--- START ---

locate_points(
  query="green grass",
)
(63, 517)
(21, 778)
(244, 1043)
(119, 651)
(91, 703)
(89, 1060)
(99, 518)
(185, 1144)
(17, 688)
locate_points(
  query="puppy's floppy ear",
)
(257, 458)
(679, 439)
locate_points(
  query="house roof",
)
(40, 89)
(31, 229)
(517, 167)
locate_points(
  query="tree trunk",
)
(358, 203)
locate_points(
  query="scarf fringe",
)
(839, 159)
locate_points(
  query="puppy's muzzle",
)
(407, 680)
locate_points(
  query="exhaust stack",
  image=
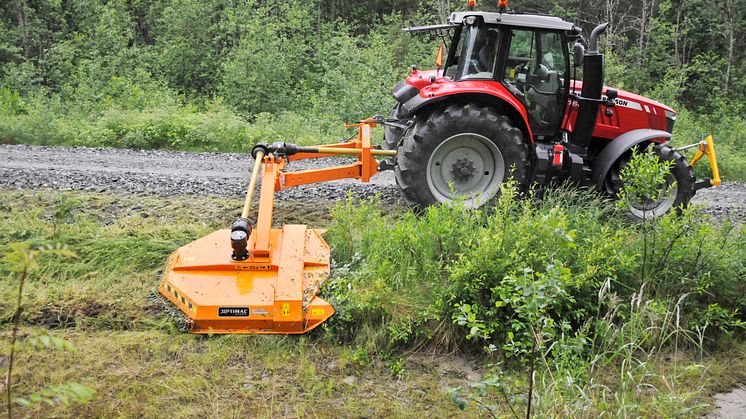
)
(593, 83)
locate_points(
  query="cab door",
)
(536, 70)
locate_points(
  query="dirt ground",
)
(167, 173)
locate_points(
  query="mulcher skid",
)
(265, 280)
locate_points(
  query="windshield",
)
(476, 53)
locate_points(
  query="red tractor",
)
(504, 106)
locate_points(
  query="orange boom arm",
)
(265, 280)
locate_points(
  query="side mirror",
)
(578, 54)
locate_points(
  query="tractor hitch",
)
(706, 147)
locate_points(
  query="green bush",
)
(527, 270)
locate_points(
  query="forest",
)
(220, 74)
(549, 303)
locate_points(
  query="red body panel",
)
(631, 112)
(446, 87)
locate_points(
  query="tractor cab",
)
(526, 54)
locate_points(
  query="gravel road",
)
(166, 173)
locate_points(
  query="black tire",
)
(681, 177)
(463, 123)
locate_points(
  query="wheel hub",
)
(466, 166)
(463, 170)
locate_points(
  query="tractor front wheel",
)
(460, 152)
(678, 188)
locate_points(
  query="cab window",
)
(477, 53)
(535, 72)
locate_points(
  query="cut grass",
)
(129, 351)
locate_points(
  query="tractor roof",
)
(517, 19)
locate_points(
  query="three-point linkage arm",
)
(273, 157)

--- END ---
--- START ---

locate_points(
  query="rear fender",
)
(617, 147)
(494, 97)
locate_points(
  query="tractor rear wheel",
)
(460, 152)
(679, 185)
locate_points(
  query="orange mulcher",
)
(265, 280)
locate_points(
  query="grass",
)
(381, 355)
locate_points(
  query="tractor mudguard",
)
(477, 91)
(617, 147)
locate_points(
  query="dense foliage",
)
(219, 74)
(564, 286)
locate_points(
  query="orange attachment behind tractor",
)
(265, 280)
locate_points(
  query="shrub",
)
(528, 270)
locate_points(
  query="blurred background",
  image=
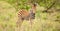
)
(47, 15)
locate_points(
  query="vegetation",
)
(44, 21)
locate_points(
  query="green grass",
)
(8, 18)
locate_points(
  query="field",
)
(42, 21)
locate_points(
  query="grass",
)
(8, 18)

--- END ---

- **To be done**
Pull out every line in the records above that contains the string "mulcher", treating uppercase and lowercase letters as different.

- **Exercise result**
  query="mulcher skid",
  query="orange mulcher",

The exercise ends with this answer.